Album & Interview

Paul Gilbert: Die Gitarre als fixer Körperteil

Musik
04.08.2021 06:00

Paul Gilbert gehört zu den größten Gitarrenvirtuosen der Gegenwart, schafft es aber zeit seines Lebens, seine ausufernden Fertigkeiten mit einem untrüglichen Gespür für Melodien und Rhythmik breitenwirksam zugänglich zu machen. So klingt auch sein neues Instrumentalwerk „Werewolves Of Portland“ alles andere als vertrackt und mathematisch. Im Gespräch erklärte uns der 54-Jährige zudem, worauf es ihm bei der Musik ankommt und was der größte Fehler seines Lebens war.

(Bild: kmm)

AUFGABENSTELLUNG:
- A) Fasse im Artikel über Paul Gilbert den Absatz, der mit „Paul Gilbert gehört zu den größten“ beginnt, als kurze Liste zusammen, ohne wichtige Fakten wegzulassen.
- B) Liefere die Fortsetzung des Artikels über Paul Gilbert, anschließend an seinen letzten Satz.

VORLIEGENDE ANGABEN:
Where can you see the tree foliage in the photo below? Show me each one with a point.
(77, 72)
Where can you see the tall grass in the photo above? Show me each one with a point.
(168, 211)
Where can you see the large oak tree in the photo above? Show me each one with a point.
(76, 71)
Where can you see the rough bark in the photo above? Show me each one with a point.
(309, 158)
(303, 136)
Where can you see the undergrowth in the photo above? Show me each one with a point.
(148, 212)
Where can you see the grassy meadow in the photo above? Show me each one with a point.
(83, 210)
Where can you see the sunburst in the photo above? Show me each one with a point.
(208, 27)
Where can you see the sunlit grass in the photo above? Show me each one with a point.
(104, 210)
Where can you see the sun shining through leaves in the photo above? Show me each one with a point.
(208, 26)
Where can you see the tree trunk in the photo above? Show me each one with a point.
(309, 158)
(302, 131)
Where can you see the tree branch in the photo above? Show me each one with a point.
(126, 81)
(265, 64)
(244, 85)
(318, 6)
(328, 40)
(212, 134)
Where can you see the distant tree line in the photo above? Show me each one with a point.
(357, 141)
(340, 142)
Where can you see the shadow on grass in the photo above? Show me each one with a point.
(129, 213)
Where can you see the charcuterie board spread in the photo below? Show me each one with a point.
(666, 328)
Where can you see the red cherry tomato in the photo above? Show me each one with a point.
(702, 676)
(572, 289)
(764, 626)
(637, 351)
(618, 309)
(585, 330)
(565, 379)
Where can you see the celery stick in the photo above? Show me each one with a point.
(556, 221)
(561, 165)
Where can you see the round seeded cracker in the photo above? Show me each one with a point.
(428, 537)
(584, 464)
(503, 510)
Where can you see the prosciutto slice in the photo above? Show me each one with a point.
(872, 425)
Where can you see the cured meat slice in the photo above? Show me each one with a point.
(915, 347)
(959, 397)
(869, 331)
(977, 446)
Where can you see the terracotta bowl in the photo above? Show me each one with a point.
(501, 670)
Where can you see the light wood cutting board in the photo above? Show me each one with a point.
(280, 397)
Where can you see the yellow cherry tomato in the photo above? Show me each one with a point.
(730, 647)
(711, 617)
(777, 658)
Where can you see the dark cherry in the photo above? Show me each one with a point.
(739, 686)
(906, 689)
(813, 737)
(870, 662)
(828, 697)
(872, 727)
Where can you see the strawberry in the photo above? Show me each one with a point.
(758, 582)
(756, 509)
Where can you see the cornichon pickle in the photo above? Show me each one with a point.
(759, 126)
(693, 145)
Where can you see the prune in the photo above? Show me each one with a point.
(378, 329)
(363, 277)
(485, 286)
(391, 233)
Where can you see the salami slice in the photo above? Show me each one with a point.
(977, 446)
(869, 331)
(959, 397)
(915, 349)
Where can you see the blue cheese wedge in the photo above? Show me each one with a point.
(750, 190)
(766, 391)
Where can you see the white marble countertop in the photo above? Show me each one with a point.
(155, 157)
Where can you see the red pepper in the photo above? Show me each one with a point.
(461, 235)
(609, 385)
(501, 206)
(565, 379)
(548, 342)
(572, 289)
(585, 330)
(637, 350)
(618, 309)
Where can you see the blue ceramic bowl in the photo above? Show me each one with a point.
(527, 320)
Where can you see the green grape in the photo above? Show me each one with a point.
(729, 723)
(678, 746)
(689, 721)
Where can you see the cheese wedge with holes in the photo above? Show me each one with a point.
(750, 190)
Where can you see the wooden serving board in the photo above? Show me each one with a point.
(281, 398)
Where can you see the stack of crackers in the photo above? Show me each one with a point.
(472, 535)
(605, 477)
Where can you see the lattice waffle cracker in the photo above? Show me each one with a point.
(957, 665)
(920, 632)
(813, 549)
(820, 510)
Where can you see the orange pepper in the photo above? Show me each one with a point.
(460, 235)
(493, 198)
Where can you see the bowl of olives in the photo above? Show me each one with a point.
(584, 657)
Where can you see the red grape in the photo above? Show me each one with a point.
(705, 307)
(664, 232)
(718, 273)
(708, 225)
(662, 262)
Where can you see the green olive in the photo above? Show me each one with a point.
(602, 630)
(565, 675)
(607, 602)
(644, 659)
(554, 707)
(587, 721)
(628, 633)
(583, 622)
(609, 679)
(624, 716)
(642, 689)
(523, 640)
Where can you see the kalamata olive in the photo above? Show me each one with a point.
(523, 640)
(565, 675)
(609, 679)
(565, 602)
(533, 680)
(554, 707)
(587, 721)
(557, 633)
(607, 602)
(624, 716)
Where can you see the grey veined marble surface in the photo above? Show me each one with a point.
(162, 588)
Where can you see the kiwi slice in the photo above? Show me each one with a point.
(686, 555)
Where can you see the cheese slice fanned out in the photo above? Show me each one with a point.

ANTWORTEN JE AUFGABE:
- A)
- Paul Gilbert zählt zu den größten Gitarrenvirtuosen der Gegenwart.
- Mit seinem Gespür für Melodie und Rhythmus macht er sein großes Können einem breiten Publikum zugänglich.
- Sein neues Instrumentalwerk „Werewolves Of Portland“ klingt weder vertrackt noch mathematisch.
- Im Interview erklärt der 54-Jährige, worauf es ihm bei der Musik ankommt und was der größte Fehler seines Lebens war.

- B)
Das tragische Ableben von Eddie Van Halen letzten Herbst machte einmal mehr gewahr: auch die größten Gitarrenhelden und innovativsten Freigeister ihrer Zunft sind am Ende des Tages keine unsterblichen Götter. Die fetten Jahre des Frickelns und Exerzierens sind freilich schon länger vorbei, doch musikalische Trends gehen in Wellenbewegungen und so manch hungrige Rockband aus dem Untergrund scharrt bereits in den Startlöchern, um mit der sechssaitigen Axt wieder breitenwirksame Erfolge einzufahren. Diese hatte Wundergitarrist Paul Gilbert Anfang der 90er-Jahre mit Mr. Big zu verzeichnen. Nicht nur deren Welthit „To Be With You“ sorgte für ausverkaufte Arenen in den USA und respektable Auftritte in Europa, es lag auch an den musikalischen Fähigkeiten der einzelnen Mitglieder. Dass er die Band 1996 für einige Jahre verließ, brachte Gilbert zwar um Ruhm und finanzielle Einbußen, doch derlei Attribute waren noch nie Kriterien für den Musiknerd.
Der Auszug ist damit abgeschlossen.